__WHAT IS BEING ASKED__. Quote the listing word for word, from its first line up to and including the line that contains "53 124 L 72".

__DATA SUPPLIED__.

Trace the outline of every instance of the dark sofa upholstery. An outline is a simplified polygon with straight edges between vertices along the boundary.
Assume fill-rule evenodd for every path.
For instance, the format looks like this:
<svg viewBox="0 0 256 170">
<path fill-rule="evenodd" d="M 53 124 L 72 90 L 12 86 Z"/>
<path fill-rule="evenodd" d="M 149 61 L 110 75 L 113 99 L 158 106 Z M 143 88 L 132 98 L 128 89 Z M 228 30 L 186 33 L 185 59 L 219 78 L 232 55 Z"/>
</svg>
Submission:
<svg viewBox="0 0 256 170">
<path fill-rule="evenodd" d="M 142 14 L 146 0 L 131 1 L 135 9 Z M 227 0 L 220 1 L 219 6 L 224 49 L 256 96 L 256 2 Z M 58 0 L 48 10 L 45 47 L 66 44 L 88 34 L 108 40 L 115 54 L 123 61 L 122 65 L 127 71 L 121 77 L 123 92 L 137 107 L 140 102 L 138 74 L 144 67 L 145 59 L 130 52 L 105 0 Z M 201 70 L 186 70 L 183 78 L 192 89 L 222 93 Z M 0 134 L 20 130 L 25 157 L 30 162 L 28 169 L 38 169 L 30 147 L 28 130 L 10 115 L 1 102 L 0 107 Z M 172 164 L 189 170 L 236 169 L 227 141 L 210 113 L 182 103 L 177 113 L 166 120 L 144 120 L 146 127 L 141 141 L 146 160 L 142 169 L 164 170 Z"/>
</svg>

__RESULT__.
Trace the outline of every instance of the dark sofa upholstery. An outline is a simplified polygon with straight edges between vertices along the boundary.
Assume fill-rule evenodd for every path.
For instance, the format looks like this:
<svg viewBox="0 0 256 170">
<path fill-rule="evenodd" d="M 53 124 L 72 90 L 12 86 Z"/>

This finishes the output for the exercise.